--- Provided records Enclosed Below ---
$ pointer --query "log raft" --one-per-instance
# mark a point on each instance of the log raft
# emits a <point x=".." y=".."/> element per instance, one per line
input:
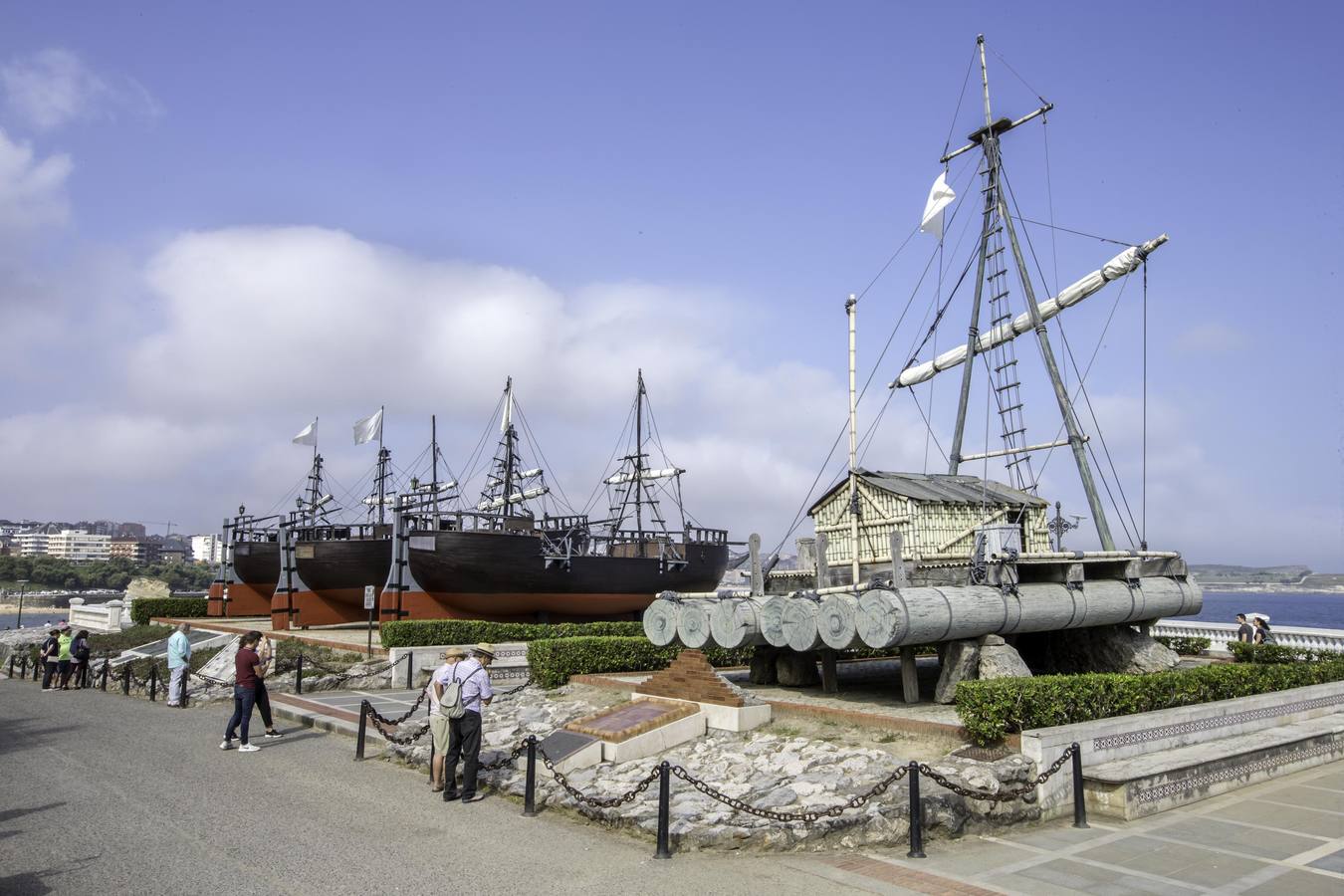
<point x="894" y="617"/>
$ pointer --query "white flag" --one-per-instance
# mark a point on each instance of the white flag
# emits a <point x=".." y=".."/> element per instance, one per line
<point x="369" y="429"/>
<point x="940" y="196"/>
<point x="308" y="435"/>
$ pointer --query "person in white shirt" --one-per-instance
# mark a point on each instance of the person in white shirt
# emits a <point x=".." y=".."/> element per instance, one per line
<point x="437" y="720"/>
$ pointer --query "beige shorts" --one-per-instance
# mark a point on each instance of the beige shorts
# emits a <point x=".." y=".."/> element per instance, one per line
<point x="438" y="729"/>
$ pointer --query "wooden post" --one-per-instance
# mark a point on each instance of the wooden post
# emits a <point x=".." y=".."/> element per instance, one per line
<point x="822" y="569"/>
<point x="828" y="672"/>
<point x="909" y="676"/>
<point x="898" y="563"/>
<point x="757" y="576"/>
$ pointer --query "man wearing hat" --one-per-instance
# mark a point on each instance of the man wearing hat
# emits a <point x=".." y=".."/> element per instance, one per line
<point x="437" y="720"/>
<point x="464" y="738"/>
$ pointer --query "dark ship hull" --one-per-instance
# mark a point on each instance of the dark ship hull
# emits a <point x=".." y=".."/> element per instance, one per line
<point x="256" y="568"/>
<point x="504" y="576"/>
<point x="330" y="579"/>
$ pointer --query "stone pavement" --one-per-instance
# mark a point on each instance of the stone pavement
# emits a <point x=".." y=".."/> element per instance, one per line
<point x="1282" y="835"/>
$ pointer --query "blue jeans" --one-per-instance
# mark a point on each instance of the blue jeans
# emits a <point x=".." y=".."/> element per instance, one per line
<point x="244" y="702"/>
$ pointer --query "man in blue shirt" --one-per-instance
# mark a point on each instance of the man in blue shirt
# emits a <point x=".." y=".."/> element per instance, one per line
<point x="179" y="664"/>
<point x="464" y="735"/>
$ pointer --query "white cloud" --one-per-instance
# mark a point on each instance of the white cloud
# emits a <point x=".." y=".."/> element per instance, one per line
<point x="33" y="191"/>
<point x="54" y="87"/>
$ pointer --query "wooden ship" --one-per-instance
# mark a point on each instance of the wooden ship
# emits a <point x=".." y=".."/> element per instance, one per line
<point x="911" y="559"/>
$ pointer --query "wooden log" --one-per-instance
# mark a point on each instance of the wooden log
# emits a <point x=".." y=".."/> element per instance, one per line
<point x="837" y="621"/>
<point x="799" y="625"/>
<point x="734" y="623"/>
<point x="889" y="617"/>
<point x="771" y="618"/>
<point x="660" y="621"/>
<point x="692" y="623"/>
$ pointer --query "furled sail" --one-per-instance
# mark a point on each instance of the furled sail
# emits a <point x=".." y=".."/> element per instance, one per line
<point x="518" y="497"/>
<point x="1122" y="264"/>
<point x="644" y="474"/>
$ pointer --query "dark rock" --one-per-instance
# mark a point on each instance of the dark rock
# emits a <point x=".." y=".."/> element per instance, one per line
<point x="795" y="669"/>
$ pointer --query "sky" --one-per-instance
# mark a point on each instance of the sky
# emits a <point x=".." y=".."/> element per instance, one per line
<point x="221" y="222"/>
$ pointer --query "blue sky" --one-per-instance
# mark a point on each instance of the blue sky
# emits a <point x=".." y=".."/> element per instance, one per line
<point x="253" y="215"/>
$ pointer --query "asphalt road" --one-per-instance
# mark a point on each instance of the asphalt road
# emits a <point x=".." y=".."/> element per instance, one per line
<point x="107" y="794"/>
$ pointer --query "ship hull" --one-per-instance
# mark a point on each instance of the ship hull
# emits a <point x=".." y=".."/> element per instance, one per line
<point x="256" y="572"/>
<point x="488" y="575"/>
<point x="330" y="581"/>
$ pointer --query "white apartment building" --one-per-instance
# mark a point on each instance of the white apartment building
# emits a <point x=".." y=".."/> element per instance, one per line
<point x="31" y="543"/>
<point x="207" y="549"/>
<point x="78" y="546"/>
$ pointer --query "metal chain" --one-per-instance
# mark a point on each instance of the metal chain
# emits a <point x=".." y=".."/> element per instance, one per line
<point x="1005" y="795"/>
<point x="833" y="811"/>
<point x="601" y="802"/>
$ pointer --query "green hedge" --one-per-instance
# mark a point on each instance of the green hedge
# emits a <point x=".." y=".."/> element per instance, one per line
<point x="1273" y="653"/>
<point x="434" y="631"/>
<point x="554" y="660"/>
<point x="990" y="710"/>
<point x="145" y="608"/>
<point x="1185" y="646"/>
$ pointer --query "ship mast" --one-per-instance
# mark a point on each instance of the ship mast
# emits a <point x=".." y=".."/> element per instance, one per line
<point x="998" y="202"/>
<point x="851" y="312"/>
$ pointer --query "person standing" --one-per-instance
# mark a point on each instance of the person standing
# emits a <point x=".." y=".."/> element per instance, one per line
<point x="179" y="664"/>
<point x="49" y="653"/>
<point x="437" y="720"/>
<point x="80" y="658"/>
<point x="64" y="642"/>
<point x="248" y="672"/>
<point x="464" y="734"/>
<point x="266" y="652"/>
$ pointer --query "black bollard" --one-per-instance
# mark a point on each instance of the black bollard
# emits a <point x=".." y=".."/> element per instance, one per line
<point x="363" y="730"/>
<point x="664" y="806"/>
<point x="530" y="788"/>
<point x="916" y="814"/>
<point x="1079" y="798"/>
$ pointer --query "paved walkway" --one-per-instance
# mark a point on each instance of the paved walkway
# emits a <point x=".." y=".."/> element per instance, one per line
<point x="112" y="794"/>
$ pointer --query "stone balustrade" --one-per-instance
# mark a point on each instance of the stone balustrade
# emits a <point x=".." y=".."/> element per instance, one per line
--- End of Enclosed Provided records ---
* [Work request]:
Search the entries above for the string "chain". Copy each line that holds it.

* [Your solution]:
$ pointer --query "metal chain" --one-per-instance
# mark a point on each instance of the metal chain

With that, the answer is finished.